BEGIN

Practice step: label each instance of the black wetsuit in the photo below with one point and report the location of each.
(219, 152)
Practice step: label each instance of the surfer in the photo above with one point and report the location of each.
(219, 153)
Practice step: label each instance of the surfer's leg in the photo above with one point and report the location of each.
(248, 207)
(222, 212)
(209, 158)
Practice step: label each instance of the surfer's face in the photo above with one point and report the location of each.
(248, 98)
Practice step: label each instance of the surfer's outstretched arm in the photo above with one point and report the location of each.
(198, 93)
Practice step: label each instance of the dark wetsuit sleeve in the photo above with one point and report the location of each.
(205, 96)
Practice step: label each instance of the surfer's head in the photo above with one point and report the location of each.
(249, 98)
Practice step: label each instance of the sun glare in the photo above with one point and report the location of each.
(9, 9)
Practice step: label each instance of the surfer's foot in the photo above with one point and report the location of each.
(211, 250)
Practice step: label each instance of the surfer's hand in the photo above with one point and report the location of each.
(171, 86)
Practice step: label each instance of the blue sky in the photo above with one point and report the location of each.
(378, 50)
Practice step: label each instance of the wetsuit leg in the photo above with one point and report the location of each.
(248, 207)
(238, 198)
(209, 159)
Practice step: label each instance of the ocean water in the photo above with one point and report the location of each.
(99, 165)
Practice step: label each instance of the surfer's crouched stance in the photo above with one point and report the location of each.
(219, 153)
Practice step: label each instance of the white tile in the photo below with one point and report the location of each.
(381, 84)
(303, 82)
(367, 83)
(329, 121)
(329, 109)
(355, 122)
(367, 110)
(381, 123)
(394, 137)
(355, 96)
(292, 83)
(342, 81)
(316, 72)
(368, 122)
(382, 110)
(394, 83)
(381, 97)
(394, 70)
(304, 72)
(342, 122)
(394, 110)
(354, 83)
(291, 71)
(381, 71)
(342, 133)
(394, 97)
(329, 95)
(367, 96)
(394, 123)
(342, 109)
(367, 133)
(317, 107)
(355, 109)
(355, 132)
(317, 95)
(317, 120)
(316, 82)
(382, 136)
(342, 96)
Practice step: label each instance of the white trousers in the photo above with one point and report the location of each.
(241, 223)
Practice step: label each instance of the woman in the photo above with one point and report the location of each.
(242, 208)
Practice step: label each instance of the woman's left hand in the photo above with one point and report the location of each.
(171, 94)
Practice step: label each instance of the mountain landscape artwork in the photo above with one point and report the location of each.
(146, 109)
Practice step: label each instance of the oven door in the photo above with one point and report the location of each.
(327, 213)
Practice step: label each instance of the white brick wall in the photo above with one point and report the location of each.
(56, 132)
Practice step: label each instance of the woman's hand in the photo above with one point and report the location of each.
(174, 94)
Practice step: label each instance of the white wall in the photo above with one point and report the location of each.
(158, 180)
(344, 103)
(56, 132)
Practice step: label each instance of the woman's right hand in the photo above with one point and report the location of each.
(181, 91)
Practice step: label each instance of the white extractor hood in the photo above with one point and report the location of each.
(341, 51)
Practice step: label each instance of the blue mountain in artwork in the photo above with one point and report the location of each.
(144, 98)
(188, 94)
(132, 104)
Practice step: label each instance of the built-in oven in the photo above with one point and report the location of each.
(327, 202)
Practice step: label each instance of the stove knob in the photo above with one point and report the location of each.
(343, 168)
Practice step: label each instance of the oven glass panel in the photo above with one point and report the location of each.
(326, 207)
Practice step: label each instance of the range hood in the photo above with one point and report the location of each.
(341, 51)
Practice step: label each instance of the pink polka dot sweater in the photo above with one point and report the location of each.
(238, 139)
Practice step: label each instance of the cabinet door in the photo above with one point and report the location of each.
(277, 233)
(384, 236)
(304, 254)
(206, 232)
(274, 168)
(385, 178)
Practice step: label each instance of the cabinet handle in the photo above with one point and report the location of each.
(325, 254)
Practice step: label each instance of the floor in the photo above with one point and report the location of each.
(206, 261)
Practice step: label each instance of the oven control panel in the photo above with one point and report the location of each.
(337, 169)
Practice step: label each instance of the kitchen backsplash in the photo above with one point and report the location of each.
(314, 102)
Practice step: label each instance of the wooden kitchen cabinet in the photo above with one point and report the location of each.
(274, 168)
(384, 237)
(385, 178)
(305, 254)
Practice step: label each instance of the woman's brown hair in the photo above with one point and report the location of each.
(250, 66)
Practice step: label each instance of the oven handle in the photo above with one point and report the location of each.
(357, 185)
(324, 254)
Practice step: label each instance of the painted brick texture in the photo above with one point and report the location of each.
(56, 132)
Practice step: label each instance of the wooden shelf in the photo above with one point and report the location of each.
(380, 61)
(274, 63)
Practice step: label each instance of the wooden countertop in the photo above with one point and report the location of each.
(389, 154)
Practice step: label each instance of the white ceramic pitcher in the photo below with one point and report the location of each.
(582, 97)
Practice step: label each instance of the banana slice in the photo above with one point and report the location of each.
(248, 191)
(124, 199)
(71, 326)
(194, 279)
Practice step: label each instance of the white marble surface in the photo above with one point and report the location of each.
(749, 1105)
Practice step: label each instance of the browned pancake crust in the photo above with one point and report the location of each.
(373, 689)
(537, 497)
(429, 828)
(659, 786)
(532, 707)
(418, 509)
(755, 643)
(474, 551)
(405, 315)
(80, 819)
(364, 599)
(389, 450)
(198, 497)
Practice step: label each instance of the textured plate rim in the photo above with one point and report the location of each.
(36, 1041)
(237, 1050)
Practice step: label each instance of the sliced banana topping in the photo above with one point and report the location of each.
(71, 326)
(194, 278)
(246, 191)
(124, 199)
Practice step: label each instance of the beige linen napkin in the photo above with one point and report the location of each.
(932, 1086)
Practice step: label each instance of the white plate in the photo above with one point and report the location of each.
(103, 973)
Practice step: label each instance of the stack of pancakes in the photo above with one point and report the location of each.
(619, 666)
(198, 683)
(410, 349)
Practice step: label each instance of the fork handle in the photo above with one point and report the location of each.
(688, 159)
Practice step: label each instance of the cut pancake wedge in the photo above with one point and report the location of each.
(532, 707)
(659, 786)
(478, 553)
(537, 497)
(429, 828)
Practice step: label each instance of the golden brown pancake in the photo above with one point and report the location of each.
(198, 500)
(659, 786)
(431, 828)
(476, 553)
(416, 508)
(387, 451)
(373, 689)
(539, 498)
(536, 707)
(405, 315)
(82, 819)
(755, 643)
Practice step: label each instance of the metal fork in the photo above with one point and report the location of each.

END

Would you please copy the whole listing exactly as given?

Practice step: label each instance of the black wetsuit in the photo below with one point and report the location of each.
(219, 152)
Practice step: label each instance of the surfer in the photo above with one point and report the location of each.
(219, 153)
Practice step: label each instance of the surfer's leg in the photo above with one point and report the location of each.
(248, 207)
(222, 212)
(209, 158)
Practice step: label each instance of the surfer's face in the photo above with one point and report the location of each.
(248, 98)
Practice step: label each instance of the surfer's outstretched arm in the photo above with one point and report the location of each.
(198, 93)
Practice step: label each instance of the dark wetsuit sleeve in the photo above with one point and report the location of each.
(205, 96)
Practice step: label each instance of the surfer's head in the photo above with one point and report the location of each.
(249, 98)
Practice step: label each instance of the sun glare in the photo above with one point and report the location of each.
(9, 9)
Practice step: label each instance of the surfer's foot in the photo above with one point and report the location of each.
(211, 250)
Practice step: label each instance of the surfer's hand in the photo above with one point and report the location of each.
(171, 86)
Practice step: label each instance of the blue sky in the photo above with one point and report the location of each.
(378, 50)
Practice step: label each instance of the wetsuit leg in the photo above with one point and report the location of each.
(248, 207)
(238, 198)
(209, 159)
Practice step: label each instance of the ocean water in the photo above with one point and report the location of each.
(99, 165)
Practice step: label each instance of the surfer's crouched stance in the photo above with one point and report the location of each.
(219, 153)
Practice step: label each instance of the white tile in the photo below with one point and report the location of each.
(381, 84)
(303, 82)
(367, 83)
(329, 121)
(329, 109)
(355, 122)
(367, 110)
(381, 123)
(394, 137)
(355, 96)
(292, 83)
(342, 81)
(316, 72)
(368, 122)
(382, 110)
(394, 83)
(381, 97)
(394, 70)
(304, 72)
(342, 122)
(394, 110)
(354, 83)
(291, 71)
(381, 71)
(342, 133)
(394, 97)
(329, 95)
(367, 96)
(394, 123)
(342, 109)
(367, 133)
(317, 107)
(355, 109)
(355, 132)
(317, 95)
(317, 120)
(316, 82)
(382, 136)
(342, 96)
Practice step: label each instance of the white trousers in the photo above with one point and report the location of each.
(241, 223)
Practice step: label each instance of the woman in the photo above with one point and report the location of each.
(242, 208)
Practice step: label each instance of the woman's left hand in the photo above with one point and report the location of each.
(171, 94)
Practice step: label each instance of the mountain landscape artwork in the photo above with one point and report the location of each.
(146, 109)
Practice step: label each instance of the oven door in the photo above with one point and report the location of each.
(327, 213)
Practice step: label each instance of the white brick wall in the photo above with one point and report the location of each.
(56, 132)
Practice step: label each instance of the woman's hand in the photo above with one point and report the location of each.
(174, 94)
Practice step: label each instance of the white wall in the photo above with one point and report the location of each.
(158, 180)
(344, 103)
(56, 132)
Practice step: label each instance of the woman's right hand in the photo above with one point and report the location of each.
(181, 91)
Practice step: label each instance of the white extractor hood in the photo above with one point and report the location of each.
(341, 51)
Practice step: label each instance of the blue mountain in artwork in the photo above with one point and report the location of each.
(144, 98)
(188, 94)
(132, 104)
Practice step: label each instance of the built-in oven in the photo above with one point and report the location of each.
(327, 202)
Practice step: label each instance of the stove knob in the photo above with one point and report the location of each.
(343, 168)
Practice step: label each instance of the oven glass panel in the photo above with one point and report the location of each.
(326, 207)
Practice step: label each instance of the range hood in the photo above with one point and report the location of each.
(341, 51)
Practice step: label each instance of the pink polka dot sweater in the photo above with one point and report the location of each.
(238, 139)
Practice step: label each instance of the cabinet door in the photo above with one point and report the location of each.
(277, 233)
(384, 236)
(304, 254)
(206, 232)
(274, 168)
(385, 178)
Practice step: label each instance of the cabinet handle in the photo above with one point and report the location of each.
(325, 254)
Practice step: label each instance of the floor in the photo above with one point and report the location of each.
(206, 261)
Practice step: label each instance of the oven control panel in the photo above with one point and report the location of each.
(337, 169)
Practice step: label each instance of the kitchen backsplash in the photo above with one point and report the location of each.
(314, 102)
Practice step: label each instance of the wooden kitchen cabinet in the photo above with one point and report the location of each.
(274, 168)
(384, 237)
(385, 178)
(305, 254)
Practice step: label each instance of the woman's brown hair in the photo above with one point and report the location of each.
(250, 66)
Practice step: label each instance of the oven handle in the photo above with one point and report the location of each.
(357, 185)
(324, 254)
Practice step: label each instance of the painted brick texture in the photo above with one point and report the location of each.
(56, 132)
Practice step: label each instance of the wooden shelf in the photo above with one point and report the location of each.
(380, 61)
(274, 63)
Practice step: label each instance of the wooden countertop in the photo above with one point and report the location of each.
(389, 154)
Practice step: label each instance of the white ceramic pitcher in the photo below with one point and report the location of each.
(582, 97)
Practice step: label each instance of the banana slice in the photo above with one point and report the location of each.
(248, 191)
(124, 199)
(71, 326)
(194, 279)
Practice step: label each instance of the white marble surface in the photo above with one point and report the location of each.
(749, 1105)
Practice step: label each instance of the browned pancake crust in the photo above with one point and report the location of each.
(373, 689)
(537, 497)
(429, 828)
(659, 786)
(532, 707)
(418, 509)
(755, 643)
(474, 551)
(405, 315)
(80, 819)
(364, 599)
(389, 450)
(198, 497)
Practice step: label each instance of the textured plate rim in the photo above with one point and report the location of each.
(36, 1041)
(237, 1050)
Practice step: label each instance of the sliced banana topping in the photo above with one point and report the location of each.
(71, 326)
(194, 278)
(246, 191)
(124, 199)
Practice step: label each instance of the beige linen napkin in the photo above with one point and report the location of each.
(932, 1086)
Practice step: label each instance of the white plate in the photo above with one point and report the location of each.
(103, 973)
Practice step: label each instance of the stack of pancakes in the photo above with one point and report the location of each.
(619, 666)
(198, 683)
(410, 349)
Practice step: label each instance of the fork handle in the photo above with one point and report the location of each.
(688, 159)
Practice step: label each instance of the cut pancake wedge in the photo above with one point and report the location of each.
(532, 707)
(659, 786)
(478, 553)
(537, 497)
(429, 828)
Practice step: label each instance of the golden brown pancake in the photo above with one point and report the location of each.
(198, 500)
(659, 786)
(431, 828)
(476, 553)
(416, 508)
(387, 451)
(373, 689)
(539, 498)
(536, 707)
(405, 315)
(82, 819)
(755, 643)
Practice step: label each instance of the metal fork in the photo above with one point and report the location of each.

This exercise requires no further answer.